Chapter 193,967 wordsPublic domain

V.i.100 (314,3) to play at loggats with 'em?] A play, in which pins are set up to be beaten down with a bowl.

V.i.149 (316,5) by the card] The _card_ is the paper on which the different points of the compass were described. _To do any thing by the card_, is, _to do it with nice observation_.

V.i.151 (316,6) the age is grown so picked] So _smart_, so _sharp_, says HANMER, very properly; but there was, I think, about that time, a _picked_ shoe, that is, _a shoe with a long pointed toe_, in fashion, to which the allusion seems likewise to be made. _Every man now is smart; and every man now is a man of fashion_.

V.i.239 (319,7) winter's flaw!] Winter's _blast_.

V.i.242 (319,8) maimed rites!] Imperfect obsequies.

V.i.244 (319,9) some estate] Some person of high rank.

V.i.255 (319,2) Yet here she is allow'd her virgin crants] I have been informed by an anonymous correspondent, that _crants_ is the German word for _garlands_, and I suppose it was retained by us from the Saxons. To carry _garlands_ before the bier of a maiden, and to hang them over her grave, is still the practice in rural parishes.

_Crants_ therefore was the original word, which the author, discovering it to be provincial, and perhaps not understood, changed to a term more intelligible, but less proper. _Maiden rites_ give no certain or definite image. He might have put _maiden wreaths_, or _maiden garlands_, but he perhaps bestowed no thought upon it, and neither genius nor practice will always supply a hasty writer with the most proper diction.

V.i.310 (323,6) When that her golden couplets] [W: E'er that] Perhaps it should be,

_Ere yet_--

_Yet_ and _that_ are easily confounded.

V.ii.6 (324,7) mutinies in the bilboes] _Mutinies_, the French word for seditious or disobedient fellows in the army or fleet. _Bilboes_, the _ship's prison_.

V.ii.6 (324,8) Rashly,/And prais'd be rashness for it--Let us know] Both my copies read,

--Rashly, _And prais'd be rashness for it_, let _us know_.

Hamlet, delivering an account of his escape, begins with saying, that he _rashly_--and then is carried into a reflection upon the weakness of human wisdom. I rashly--praised be rashness for it--_Let us_ not think these events casual, but _let us know_, that is, _take notice and remember_, that we sometimes succeed by _indiscretion_, when we _fail_ by _deep plots_, and infer the perpetual superintendance and _agency_ of the _Divinity_. The observation is just, and will be allowed by every human being who shall reflect on the course of his own life.

=== Task A ===
Pick out every line of the entries below that contains the word "hand", and copy each one.

=== Materials provided ===
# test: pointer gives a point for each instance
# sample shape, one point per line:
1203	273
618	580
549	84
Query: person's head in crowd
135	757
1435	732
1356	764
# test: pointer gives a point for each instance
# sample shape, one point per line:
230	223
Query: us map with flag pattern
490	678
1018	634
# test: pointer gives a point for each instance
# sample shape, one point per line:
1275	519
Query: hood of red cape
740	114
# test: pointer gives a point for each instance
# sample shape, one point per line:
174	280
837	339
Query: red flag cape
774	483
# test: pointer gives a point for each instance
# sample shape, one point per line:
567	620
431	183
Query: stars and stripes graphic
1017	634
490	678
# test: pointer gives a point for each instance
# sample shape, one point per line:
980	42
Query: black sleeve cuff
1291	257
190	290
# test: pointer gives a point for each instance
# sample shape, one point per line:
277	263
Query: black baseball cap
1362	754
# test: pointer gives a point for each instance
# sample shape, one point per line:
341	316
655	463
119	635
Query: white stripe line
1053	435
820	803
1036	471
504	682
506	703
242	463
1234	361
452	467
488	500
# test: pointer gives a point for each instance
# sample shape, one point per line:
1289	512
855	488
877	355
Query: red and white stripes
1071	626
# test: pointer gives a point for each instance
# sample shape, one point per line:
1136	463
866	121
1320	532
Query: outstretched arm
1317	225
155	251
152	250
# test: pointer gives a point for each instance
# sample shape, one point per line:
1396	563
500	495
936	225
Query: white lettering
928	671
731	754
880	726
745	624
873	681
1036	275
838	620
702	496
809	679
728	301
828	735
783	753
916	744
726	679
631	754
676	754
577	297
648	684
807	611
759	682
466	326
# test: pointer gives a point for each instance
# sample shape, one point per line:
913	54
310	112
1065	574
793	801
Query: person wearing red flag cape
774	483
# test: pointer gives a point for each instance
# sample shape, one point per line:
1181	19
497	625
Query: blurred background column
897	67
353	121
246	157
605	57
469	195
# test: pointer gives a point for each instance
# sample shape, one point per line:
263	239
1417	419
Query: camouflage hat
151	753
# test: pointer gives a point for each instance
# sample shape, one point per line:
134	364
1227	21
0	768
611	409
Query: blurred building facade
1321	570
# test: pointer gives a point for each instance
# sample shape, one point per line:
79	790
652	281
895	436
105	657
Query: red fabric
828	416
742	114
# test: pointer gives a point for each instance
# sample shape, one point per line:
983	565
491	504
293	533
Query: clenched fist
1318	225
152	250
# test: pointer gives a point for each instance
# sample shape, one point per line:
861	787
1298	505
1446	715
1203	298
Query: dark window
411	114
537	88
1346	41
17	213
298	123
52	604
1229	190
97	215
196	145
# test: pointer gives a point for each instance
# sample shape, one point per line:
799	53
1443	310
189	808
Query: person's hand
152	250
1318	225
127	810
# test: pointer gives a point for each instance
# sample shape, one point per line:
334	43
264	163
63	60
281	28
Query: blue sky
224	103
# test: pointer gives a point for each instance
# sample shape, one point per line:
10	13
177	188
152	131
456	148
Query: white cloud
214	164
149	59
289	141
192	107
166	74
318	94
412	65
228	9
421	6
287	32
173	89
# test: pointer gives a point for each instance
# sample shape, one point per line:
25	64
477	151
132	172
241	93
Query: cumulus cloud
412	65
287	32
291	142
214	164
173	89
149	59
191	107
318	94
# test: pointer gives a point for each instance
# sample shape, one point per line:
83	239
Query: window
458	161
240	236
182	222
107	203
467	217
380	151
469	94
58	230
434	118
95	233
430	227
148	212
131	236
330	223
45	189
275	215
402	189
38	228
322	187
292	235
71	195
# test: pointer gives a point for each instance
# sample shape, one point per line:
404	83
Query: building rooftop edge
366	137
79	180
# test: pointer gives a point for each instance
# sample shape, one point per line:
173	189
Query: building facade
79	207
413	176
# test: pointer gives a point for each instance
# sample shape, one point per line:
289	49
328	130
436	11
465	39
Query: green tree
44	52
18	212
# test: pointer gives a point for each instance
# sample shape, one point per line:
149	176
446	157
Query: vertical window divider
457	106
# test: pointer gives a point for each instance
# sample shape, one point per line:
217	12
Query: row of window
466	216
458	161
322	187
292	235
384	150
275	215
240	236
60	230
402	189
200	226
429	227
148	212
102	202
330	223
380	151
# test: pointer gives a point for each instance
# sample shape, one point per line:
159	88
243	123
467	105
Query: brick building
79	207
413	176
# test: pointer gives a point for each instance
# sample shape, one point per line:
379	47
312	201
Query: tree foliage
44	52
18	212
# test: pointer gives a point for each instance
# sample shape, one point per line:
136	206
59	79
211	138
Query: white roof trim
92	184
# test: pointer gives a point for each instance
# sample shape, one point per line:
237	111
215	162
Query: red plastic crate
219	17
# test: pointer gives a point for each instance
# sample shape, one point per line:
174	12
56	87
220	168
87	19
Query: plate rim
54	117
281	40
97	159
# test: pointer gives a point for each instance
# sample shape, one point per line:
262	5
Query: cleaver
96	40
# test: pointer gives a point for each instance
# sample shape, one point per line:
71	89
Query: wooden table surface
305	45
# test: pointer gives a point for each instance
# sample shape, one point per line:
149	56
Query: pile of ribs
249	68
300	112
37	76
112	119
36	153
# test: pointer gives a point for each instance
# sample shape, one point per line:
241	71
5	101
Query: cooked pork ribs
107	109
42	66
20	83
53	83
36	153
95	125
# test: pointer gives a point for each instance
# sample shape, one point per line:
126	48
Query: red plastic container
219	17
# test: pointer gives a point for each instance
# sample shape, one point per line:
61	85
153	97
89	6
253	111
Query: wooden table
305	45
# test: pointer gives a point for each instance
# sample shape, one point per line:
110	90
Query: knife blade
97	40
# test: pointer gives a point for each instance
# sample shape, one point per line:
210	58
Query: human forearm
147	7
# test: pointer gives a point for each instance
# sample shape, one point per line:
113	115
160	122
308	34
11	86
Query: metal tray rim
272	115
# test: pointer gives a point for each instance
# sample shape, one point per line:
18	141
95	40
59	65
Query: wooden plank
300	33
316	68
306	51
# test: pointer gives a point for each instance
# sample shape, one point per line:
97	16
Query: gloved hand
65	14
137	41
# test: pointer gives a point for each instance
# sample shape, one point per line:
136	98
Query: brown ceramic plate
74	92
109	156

=== Task B ===
Continue the commentary notes on Hamlet from the point where that text stops.

=== Final answer A ===
Query: person's hand
Query: gloved hand

=== Final answer B ===
V.ii.22 (325,9) With, ho! such bugs and goblins in my life] With _such causes of terror_, arising from my character and designs.

V.ii.29 (325,2) Being thus benetted round with villainies,/ Ere I could make a prologue to my brains] [W: mark the prologue ... bane] In my opinion no alteration is necessary. Hamlet is telling how luckily every thing fell out; he groped out their commission in the dark without waking them; he found himself doomed to immediate destruction. Something was to be done for his preservation. An expedient occurred, not produced by the comparison of one method with another, or by a regular deduction of consequences, but before he _could make a prologue to his brains, they had begun the play_. Before he could summon his faculties, and propose to himself what should be done, a complete scheme of action presented itself to him. His mind operated before he had excited it. This appears to me to be the meaning.

V.ii.41 (326,5) As peace should still her wheaten garland wear,/ And stand a comma 'tween their amities] HANMER reads,

_And stand a_ cement--

I am again inclined to vindicate the old reading.

The expression of our author is, like many of his phrases, sufficiently constrained and affected, but it is not incapable of explanation. The _comma_ is the note of _connection_ and continuity of sentences; the _period_ is the note of _abruption_ and disjunction. Shakespeare had it perhaps in his mind to write, That unless England complied with the mandate, _war should put a_ period _to their amity_; he altered his mode of diction, and thought that, in an opposite sense, he might put, that _Peace should stand a_ comma between their amities_. This is not an easy stile; but is it not the stile of Shakespeare?

V.ii.43 (327,6) as's of great charge] _Asses_ heavily _loaded_. A quibble is intended between _as_ the conditional particle, and _ass_ the beast of burthen. That _charg'd_ anciently signified _leaded_, may be proved from the following passage in _The Widow's Tears_, by Chapman, 1612.

"Thou must be the _ass charg'd with crowns_ to make way." (see 1765, VIII, 294, 2)

V.ii.53 (327,7) The changeling never known] A _changeling_ is a _child_ which the fairies are supposed to leave in the room of that which they steal.

V.ii.68 (328,1) To quit him] To requite him; to pay him his due.

V.ii.84 (329,2) Dost know this water-fly] A _water-fly_, skips up and down upon the surface of the water, without any apparent purpose or reason, and is thence the proper emblem of a busy trifler.

V.ii.89 (329,3) It is a chough] A kind of jackdaw.

V.ii.112 (330,5) full of most excellent differences] Full of _distinguishing_ excellencies.

V.ii.114 (330,6) the card or calendar of gentry] The general preceptor of elegance; the _card_ by which a gentleman is to direct his course; the _calendar_ by which he is to choose his time, that what he does may be both excellent and seasonable.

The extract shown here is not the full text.